### PROVIDED INFORMATION ###

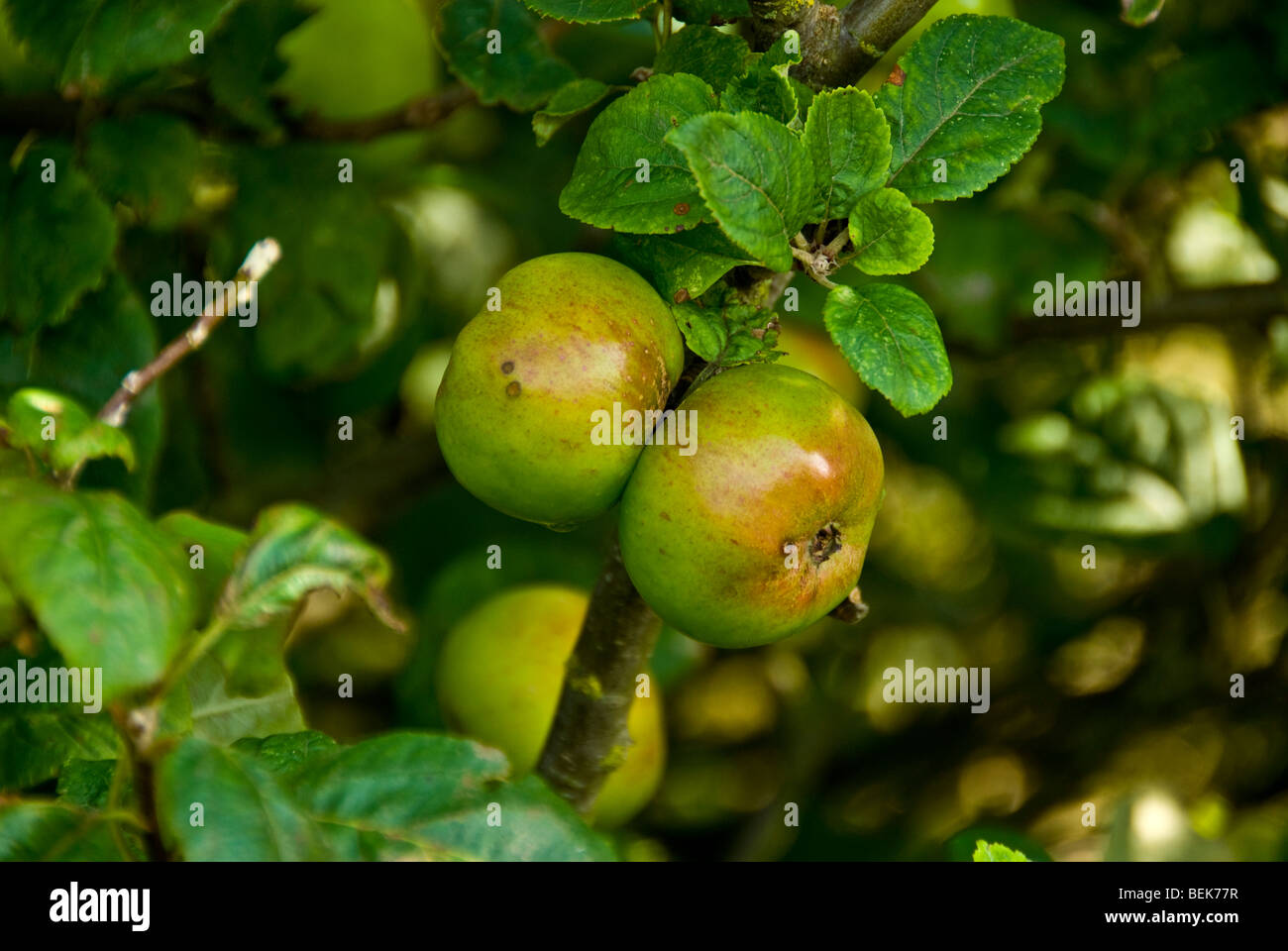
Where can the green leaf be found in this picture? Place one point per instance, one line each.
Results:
(682, 265)
(222, 718)
(86, 783)
(416, 795)
(890, 236)
(627, 142)
(133, 604)
(704, 52)
(248, 67)
(287, 753)
(522, 75)
(996, 852)
(73, 435)
(248, 816)
(108, 334)
(294, 551)
(146, 161)
(323, 296)
(572, 99)
(755, 176)
(220, 544)
(848, 138)
(37, 742)
(40, 831)
(250, 658)
(38, 287)
(720, 328)
(398, 795)
(588, 11)
(706, 11)
(1129, 459)
(1141, 12)
(98, 44)
(892, 339)
(764, 86)
(969, 106)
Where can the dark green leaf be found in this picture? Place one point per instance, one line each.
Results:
(246, 814)
(755, 176)
(133, 604)
(572, 99)
(1141, 12)
(969, 106)
(627, 176)
(848, 138)
(764, 86)
(588, 11)
(890, 236)
(34, 831)
(108, 334)
(722, 329)
(222, 716)
(706, 11)
(250, 658)
(98, 44)
(287, 753)
(146, 161)
(38, 287)
(37, 742)
(522, 73)
(294, 551)
(86, 783)
(704, 52)
(325, 295)
(890, 338)
(406, 795)
(996, 852)
(243, 75)
(73, 435)
(682, 265)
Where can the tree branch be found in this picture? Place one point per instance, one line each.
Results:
(589, 737)
(417, 114)
(259, 262)
(837, 47)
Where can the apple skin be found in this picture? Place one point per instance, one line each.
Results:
(500, 673)
(575, 334)
(781, 457)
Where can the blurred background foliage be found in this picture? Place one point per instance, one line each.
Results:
(1111, 686)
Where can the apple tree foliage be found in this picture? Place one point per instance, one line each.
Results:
(711, 165)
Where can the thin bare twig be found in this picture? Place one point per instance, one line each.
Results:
(259, 262)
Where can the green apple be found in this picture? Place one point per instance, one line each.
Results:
(761, 528)
(812, 352)
(523, 399)
(500, 673)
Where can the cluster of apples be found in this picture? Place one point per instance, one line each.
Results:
(752, 531)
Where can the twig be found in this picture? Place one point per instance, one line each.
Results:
(419, 114)
(589, 736)
(258, 264)
(837, 47)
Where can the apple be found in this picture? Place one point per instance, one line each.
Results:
(574, 335)
(763, 528)
(500, 673)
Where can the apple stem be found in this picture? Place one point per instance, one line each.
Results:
(589, 733)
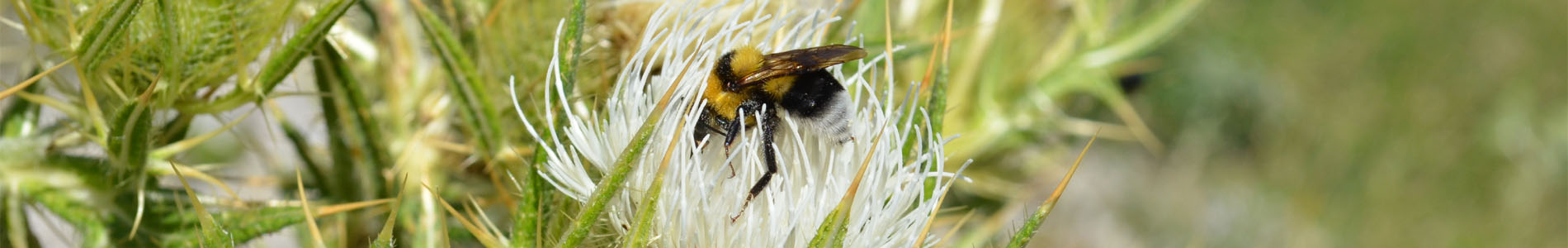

###

Copy out all of the material above word for word, leaving out the pictures.

• **SOLUTION TO THIS EXERCISE**
Where can the green leaf be found in this picture? Place one point per instance, one line each.
Results:
(682, 265)
(222, 718)
(86, 783)
(416, 795)
(890, 236)
(627, 142)
(133, 604)
(704, 52)
(248, 67)
(287, 753)
(522, 75)
(996, 852)
(73, 435)
(248, 816)
(108, 334)
(294, 551)
(146, 161)
(323, 296)
(572, 99)
(755, 176)
(220, 544)
(848, 138)
(37, 742)
(40, 831)
(250, 658)
(38, 287)
(720, 328)
(398, 795)
(588, 11)
(706, 11)
(1129, 459)
(1141, 12)
(98, 44)
(892, 339)
(764, 86)
(969, 106)
Where can the dark green leaf be found in this picture? Place one point per instance, one line each.
Results:
(246, 814)
(755, 176)
(133, 604)
(572, 99)
(1141, 12)
(969, 106)
(627, 176)
(848, 138)
(764, 86)
(588, 11)
(890, 236)
(34, 831)
(108, 334)
(722, 329)
(222, 716)
(706, 11)
(250, 658)
(98, 44)
(287, 753)
(146, 161)
(38, 287)
(37, 742)
(522, 73)
(294, 551)
(86, 783)
(704, 52)
(325, 295)
(890, 338)
(406, 795)
(996, 852)
(243, 75)
(73, 435)
(682, 265)
Where can the tree branch be found in this picture? Place one point per instance, one line each.
Results:
(589, 737)
(417, 114)
(259, 262)
(837, 47)
Where can the apple skin be found in this picture? Place one point per instance, one line each.
Results:
(500, 673)
(575, 334)
(781, 457)
Where can the blurred background foliage be found in this picture? Place one point per instance, one line each.
Results:
(1111, 686)
Where can the apple tree foliage be found in this picture? Place one point per instance, one line each.
Results:
(711, 165)
Where can the thin bare twig be found in this picture? Place one point per instance, one line each.
Results:
(259, 262)
Where can the green apple be found in this picture? Place one point per instance, one line each.
Results:
(761, 528)
(812, 352)
(523, 399)
(500, 673)
Where can the cluster of apples be found in this picture? Place one point per instance, one line each.
Results:
(752, 531)
Where can the twig be found in this picture? Place one point per instance, one line each.
Results:
(419, 114)
(589, 736)
(258, 264)
(837, 47)
Where can the apple be found in this picture? Place one point per instance, one line each.
Results:
(574, 335)
(763, 528)
(500, 673)
Where can the apple stem be found in this picture? Place one point per instance, one line each.
Results:
(589, 733)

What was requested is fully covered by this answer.